→ **Task directions**: Count the lines in the items below that contain the string "paneled", with uppercase and lowercase letters treated as distinct. Give only the number.
----------------------------------------
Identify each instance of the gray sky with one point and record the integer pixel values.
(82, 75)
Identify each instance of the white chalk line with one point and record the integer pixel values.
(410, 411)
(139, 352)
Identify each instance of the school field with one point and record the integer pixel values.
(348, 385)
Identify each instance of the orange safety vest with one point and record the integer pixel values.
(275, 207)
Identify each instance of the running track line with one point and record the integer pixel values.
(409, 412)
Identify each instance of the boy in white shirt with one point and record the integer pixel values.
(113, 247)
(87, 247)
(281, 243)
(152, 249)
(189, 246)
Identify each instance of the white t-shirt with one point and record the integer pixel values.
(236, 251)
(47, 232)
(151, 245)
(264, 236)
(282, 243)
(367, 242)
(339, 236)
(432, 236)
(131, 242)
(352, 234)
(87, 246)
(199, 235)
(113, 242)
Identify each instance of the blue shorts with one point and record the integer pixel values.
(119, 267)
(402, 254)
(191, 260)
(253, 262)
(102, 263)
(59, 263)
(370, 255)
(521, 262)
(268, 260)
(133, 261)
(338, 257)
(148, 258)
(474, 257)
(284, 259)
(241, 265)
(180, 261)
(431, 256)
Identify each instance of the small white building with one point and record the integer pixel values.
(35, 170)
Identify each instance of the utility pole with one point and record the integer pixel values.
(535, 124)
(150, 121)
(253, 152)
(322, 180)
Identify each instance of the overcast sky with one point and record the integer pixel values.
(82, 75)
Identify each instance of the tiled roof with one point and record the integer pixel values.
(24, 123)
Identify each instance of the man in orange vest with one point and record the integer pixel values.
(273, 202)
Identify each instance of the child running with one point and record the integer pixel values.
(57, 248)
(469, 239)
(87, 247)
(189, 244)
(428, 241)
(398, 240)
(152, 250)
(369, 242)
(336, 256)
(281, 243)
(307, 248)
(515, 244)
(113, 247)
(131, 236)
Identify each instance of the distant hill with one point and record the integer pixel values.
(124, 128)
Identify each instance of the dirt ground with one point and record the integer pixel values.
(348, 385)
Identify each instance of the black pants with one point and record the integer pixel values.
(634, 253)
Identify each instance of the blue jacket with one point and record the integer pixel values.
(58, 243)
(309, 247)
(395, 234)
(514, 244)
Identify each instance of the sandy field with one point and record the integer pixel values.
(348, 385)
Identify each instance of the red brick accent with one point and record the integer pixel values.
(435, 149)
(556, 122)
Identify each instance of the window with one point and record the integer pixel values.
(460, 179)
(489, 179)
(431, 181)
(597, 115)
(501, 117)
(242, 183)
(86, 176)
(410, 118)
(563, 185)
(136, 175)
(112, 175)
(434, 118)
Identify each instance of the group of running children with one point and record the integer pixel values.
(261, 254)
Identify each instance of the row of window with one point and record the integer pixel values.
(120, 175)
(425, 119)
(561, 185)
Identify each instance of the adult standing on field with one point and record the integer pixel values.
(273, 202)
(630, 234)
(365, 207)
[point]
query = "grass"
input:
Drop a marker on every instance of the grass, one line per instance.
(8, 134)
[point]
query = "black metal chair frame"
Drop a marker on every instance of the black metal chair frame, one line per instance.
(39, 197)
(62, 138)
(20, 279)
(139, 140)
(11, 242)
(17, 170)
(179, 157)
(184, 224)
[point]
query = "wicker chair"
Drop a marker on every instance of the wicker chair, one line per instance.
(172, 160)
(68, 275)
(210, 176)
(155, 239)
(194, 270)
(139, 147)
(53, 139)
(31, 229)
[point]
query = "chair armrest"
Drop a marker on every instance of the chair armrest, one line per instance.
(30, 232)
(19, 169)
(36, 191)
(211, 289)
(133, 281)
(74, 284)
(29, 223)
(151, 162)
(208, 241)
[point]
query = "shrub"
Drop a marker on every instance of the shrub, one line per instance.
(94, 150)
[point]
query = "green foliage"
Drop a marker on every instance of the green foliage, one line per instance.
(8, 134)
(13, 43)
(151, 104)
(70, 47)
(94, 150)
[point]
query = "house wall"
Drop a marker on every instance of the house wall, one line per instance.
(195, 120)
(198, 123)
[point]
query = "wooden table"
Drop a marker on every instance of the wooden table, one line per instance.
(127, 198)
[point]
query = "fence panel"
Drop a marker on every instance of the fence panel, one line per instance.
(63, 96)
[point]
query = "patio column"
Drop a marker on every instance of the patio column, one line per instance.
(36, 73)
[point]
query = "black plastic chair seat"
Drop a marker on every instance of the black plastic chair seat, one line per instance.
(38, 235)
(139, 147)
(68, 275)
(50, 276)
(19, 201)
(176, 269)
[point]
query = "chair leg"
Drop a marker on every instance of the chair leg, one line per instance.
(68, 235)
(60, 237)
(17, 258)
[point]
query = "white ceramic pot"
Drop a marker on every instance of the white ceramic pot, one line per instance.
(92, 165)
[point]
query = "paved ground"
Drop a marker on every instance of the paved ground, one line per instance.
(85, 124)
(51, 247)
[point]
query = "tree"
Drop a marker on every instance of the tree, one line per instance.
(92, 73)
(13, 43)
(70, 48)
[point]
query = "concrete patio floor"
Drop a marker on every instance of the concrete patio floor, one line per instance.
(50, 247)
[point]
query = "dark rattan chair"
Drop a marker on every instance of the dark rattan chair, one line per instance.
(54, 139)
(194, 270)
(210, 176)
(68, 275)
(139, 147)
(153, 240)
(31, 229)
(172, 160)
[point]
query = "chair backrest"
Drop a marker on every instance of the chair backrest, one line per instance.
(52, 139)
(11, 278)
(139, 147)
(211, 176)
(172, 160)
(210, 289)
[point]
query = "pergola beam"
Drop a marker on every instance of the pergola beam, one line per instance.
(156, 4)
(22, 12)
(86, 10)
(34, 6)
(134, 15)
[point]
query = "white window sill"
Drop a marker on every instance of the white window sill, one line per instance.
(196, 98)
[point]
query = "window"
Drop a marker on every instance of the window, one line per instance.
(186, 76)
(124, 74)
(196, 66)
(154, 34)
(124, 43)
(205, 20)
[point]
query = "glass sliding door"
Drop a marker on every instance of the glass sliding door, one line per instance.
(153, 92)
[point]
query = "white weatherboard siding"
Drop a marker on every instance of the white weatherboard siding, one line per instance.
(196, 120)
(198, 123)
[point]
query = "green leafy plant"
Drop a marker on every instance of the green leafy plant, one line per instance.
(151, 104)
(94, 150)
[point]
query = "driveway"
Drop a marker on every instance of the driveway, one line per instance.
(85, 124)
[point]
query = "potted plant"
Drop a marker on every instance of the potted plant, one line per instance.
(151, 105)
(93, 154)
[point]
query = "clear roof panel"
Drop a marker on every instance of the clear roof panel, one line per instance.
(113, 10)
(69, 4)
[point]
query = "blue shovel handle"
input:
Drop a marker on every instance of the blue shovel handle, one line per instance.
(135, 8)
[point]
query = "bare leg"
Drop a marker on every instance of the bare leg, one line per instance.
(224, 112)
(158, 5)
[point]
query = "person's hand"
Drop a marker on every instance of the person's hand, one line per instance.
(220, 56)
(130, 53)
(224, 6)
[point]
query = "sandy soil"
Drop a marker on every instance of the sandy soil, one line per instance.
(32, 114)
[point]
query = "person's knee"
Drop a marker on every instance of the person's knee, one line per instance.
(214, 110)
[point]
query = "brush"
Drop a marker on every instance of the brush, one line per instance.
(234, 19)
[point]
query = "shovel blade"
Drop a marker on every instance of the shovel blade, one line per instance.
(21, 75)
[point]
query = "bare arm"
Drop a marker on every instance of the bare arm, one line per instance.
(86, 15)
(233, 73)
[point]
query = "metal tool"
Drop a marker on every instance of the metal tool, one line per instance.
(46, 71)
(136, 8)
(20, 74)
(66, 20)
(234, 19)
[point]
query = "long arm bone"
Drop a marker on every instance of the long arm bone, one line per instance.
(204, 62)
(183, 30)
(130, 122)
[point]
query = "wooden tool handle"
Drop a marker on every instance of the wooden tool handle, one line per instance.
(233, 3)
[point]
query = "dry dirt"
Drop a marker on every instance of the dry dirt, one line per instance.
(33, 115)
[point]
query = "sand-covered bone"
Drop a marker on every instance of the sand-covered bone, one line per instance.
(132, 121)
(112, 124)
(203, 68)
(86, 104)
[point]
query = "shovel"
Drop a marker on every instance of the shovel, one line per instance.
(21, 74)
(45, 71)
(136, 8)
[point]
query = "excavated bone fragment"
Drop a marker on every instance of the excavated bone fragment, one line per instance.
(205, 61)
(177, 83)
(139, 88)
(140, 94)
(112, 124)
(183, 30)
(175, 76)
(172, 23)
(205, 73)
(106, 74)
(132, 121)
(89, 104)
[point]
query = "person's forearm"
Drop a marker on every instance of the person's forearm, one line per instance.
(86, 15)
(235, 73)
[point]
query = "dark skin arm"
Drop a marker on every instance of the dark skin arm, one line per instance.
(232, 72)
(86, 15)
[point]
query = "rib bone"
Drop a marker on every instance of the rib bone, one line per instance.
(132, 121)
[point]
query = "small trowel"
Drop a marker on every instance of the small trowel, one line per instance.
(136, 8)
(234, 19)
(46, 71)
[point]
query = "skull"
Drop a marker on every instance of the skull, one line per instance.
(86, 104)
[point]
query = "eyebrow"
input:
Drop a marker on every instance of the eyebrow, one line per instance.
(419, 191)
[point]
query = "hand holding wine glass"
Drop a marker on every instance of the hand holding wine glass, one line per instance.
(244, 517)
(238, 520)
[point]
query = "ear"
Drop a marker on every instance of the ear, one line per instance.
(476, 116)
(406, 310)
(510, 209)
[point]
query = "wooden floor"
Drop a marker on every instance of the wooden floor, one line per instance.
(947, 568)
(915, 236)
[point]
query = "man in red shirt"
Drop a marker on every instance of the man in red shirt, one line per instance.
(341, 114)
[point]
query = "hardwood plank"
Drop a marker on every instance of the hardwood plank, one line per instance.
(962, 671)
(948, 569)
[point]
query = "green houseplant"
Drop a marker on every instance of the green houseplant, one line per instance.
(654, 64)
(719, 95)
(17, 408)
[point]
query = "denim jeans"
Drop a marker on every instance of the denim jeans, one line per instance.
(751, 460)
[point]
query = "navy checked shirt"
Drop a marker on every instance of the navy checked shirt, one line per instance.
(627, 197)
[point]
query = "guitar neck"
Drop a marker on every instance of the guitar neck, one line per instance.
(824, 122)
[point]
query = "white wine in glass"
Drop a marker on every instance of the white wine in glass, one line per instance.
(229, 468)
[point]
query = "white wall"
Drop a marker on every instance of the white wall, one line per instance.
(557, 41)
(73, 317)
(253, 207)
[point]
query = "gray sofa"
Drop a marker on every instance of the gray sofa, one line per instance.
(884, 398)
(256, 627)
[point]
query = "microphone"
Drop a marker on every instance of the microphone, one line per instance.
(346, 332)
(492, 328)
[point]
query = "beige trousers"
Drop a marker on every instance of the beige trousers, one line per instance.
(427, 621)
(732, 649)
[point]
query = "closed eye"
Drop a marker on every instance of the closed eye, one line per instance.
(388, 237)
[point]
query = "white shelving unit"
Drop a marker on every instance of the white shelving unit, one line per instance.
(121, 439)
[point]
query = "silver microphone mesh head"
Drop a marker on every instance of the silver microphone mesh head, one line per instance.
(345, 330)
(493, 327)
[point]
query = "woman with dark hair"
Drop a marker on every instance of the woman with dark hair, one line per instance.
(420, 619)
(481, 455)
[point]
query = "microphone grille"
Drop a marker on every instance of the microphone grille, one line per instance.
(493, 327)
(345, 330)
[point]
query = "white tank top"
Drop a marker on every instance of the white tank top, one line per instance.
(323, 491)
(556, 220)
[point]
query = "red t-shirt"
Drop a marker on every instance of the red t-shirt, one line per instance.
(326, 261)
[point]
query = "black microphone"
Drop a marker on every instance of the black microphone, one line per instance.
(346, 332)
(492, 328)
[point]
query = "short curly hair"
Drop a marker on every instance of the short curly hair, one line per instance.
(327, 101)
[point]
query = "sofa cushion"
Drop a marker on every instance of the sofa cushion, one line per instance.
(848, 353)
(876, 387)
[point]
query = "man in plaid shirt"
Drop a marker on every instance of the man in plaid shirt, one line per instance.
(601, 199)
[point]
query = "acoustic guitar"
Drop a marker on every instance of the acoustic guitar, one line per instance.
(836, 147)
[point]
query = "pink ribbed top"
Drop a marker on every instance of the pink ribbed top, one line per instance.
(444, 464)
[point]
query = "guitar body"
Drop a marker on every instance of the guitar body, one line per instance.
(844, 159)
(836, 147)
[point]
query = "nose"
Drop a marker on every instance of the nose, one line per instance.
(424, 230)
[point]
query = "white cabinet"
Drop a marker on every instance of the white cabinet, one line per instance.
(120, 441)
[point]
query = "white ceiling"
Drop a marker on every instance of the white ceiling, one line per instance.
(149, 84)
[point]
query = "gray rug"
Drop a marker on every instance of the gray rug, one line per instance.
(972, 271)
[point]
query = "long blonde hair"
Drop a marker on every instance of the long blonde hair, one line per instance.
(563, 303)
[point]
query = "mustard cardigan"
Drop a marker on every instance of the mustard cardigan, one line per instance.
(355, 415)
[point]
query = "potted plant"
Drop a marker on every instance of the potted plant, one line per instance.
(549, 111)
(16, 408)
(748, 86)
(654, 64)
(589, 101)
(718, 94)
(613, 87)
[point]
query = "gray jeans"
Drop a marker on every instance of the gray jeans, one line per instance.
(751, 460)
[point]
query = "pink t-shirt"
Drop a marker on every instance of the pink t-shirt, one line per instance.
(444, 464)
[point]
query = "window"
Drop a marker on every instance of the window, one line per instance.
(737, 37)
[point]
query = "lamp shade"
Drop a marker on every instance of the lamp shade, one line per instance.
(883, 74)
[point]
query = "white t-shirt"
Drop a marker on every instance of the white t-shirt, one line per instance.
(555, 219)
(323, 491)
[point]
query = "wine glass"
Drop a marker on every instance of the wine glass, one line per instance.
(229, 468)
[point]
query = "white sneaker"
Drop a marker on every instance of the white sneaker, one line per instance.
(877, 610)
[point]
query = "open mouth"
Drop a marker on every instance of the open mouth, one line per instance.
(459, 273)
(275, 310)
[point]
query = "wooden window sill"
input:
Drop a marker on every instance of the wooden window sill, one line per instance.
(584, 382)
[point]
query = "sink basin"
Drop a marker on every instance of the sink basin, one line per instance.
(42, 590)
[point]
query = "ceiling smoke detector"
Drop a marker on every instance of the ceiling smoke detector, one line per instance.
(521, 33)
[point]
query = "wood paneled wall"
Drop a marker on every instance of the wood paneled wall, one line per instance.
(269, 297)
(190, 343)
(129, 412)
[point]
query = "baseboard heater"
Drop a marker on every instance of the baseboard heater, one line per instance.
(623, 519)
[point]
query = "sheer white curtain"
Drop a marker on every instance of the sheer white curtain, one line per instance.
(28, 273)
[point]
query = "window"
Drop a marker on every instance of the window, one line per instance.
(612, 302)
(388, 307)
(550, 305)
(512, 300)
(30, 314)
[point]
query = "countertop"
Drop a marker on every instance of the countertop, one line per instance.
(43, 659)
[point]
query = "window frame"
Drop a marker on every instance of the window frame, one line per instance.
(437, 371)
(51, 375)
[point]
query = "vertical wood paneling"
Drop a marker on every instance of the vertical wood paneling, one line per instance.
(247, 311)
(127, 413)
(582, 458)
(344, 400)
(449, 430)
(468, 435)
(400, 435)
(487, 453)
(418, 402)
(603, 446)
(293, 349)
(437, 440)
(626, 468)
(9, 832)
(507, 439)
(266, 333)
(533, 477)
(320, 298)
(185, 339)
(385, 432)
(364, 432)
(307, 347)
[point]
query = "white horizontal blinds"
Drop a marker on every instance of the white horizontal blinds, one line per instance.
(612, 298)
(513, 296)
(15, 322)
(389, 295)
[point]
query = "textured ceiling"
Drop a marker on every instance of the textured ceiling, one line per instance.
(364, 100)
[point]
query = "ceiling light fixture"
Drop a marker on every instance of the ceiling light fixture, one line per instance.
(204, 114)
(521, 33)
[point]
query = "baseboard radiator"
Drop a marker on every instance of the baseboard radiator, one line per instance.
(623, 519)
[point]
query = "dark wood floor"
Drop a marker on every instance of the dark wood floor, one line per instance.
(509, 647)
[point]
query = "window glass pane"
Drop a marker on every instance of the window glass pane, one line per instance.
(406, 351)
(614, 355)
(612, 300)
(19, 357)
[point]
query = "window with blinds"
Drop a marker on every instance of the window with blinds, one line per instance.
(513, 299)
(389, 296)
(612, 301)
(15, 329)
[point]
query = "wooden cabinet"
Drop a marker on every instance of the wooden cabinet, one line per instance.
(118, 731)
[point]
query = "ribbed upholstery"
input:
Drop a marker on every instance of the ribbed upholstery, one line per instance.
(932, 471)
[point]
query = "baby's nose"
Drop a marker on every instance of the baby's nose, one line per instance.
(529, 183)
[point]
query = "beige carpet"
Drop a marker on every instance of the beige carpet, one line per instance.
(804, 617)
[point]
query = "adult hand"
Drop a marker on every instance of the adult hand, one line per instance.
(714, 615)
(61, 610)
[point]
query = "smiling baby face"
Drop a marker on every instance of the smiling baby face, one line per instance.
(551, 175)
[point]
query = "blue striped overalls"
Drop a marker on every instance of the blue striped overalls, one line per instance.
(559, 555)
----------------------------------------
→ **Solution**: 2